• **O que se pede**: Segundo o texto sobre aprendizado, quem apresentou a história da Vila da Prata?

• **Trecho para leitura**:
────

E assim, perdi a chance conhecer mais sobre filosofia e ética, conteúdos que tenho ouvido, enquanto monto e organizo dezenas de planilhas, de forma extremamente didática pela filósofa Ana Lúcia Galvão. Com ela também parei para refletir sobre a possiblidade de, sim, ao contrário do que ouvi grande parte da vida, ser consciente e feliz ao mesmo tempo. Repensar minha postura diante dos infortúnios e injustiças sociais, exercitar o controle sobre a mente e, consequentemente, sobre a minha forma de reação à realidade que vivemos.
Quando a gente aprende o prazer, supera qualquer dificuldade. Aprender é um privilégio do qual não devemos nos privar.
Nesse último ano, fiz questão de topar, quase todos, os convites. Participar de bate-papos com alunos de outras instituições, de outros cursos, assistir a lives sobre identidade negra e mídia, gravei podcasts compartilhando as experiências de uma pesquisadora negra no Brasil. Li reportagens, enquanto fazia meu filho dormir, sobre mães que se arrependem da maternidade, sem fazer julgamento de valor. Aceitei o convite para atuar como colunista no projeto corajoso do “O Pharol”, que nasce com um time do qual me orgulho muito em fazer parte.
A única constante neste tempo de incerteza foi o aprendizado diário. Sempre repeti em sala de aula para os alunos sobre como aprendemos melhor quando temos prazer no processo. Mas, confesso, nem sempre encontrava tempo para aprender coisas novas. O conforto de estar no lugar onde nossa ignorância não esteja tão evidente costuma mesmo nos seduzir. Mas esse é um risco grande demais para corremos. Afinal, não chegamos no local em que estamos por acaso.
Lidar com a nossa ignorância, lidar com o mal-estar da incompreensão de outros, perguntar diversas vezes o que para muitos parece óbvio não é uma das tarefas mais fáceis. Mas, ah… Quando a gente aprende o prazer, supera qualquer dificuldade. Aprender é um privilégio do qual não devemos nos privar.
Aprender sobre racismo estrutural com o professor Silvio Almeida, sobre a diversidade com a comprometida Júlia Pessoa, sobre a conjuntura política local ao ler com atenção os textos do tarimbado Ricardo Miranda, desvendar as armadilhas da arquitetura hostil pelas palavras precisas de Flávia Lopes, permitir que Zilvan Martins me apresentasse a história da Vila da Prata.
Deixei de lado alguns ranços (embora mantenha outros com vigor rs…), experimentei receitas que prometia fazer faz tempo, reconheci o prazer que é ouvir a voz de quem a gente gosta, experimentei o alívio de não ter que encaixar um corpo acima do peso no figurino que passaria batido por olhares que nos pesam todo o tempo, afinal, agora só existimos publicamente da cintura para cima. Vocês não imaginam o que isso significa para quem não é amigo da balança. Usei o tempo que gastava escolhendo a blusa mais larga, a calça mais escura, o sapato mais confortável (mas que não seja demais), para ficar um tempo a mais espreguiçada no sol. Aprendi que dá para trabalhar de cabelo preso, com a unha feita por mim mesma, com os pés descalços sentindo o tapete macio.
Mas ainda falta muito para aprender. Uma imensidão de coisas. Desde que é possível trabalhar sem passar perfume (não consigo acreditar que seja possível) a descobrir porque pessoas tão brilhantes em suas colocações e posicionamentos políticos e sociais não se reúnem, não se respeitam, não se promovem… E na lista do que preciso aprender, coloco ainda a razão pela qual algumas pessoas abrem mão do privilégio de terminar o dia tendo aprendido algo novo. Perdendo a chance de experimentar a sensação daquele click que só acontece quando a gente junta lé com cré. Esse privilégio ainda não tive. Quem sabe amanhã!

────

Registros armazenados
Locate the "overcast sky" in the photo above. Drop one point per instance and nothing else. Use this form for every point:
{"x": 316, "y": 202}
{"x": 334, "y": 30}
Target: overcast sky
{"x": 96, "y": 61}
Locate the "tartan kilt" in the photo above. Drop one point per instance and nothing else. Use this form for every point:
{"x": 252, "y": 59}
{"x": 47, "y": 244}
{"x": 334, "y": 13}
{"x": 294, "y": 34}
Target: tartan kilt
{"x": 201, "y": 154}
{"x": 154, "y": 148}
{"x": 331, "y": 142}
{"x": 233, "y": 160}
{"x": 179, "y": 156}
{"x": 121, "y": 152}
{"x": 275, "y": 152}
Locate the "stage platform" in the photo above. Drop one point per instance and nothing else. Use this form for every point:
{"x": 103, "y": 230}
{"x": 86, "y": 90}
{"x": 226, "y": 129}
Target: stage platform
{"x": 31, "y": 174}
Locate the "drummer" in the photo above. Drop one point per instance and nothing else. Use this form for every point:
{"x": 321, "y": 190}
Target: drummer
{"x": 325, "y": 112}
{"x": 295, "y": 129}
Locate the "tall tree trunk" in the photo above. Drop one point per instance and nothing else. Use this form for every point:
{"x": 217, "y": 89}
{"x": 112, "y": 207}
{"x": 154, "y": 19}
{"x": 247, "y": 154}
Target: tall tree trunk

────

• **Resposta do exercício**: Zilvan Martins.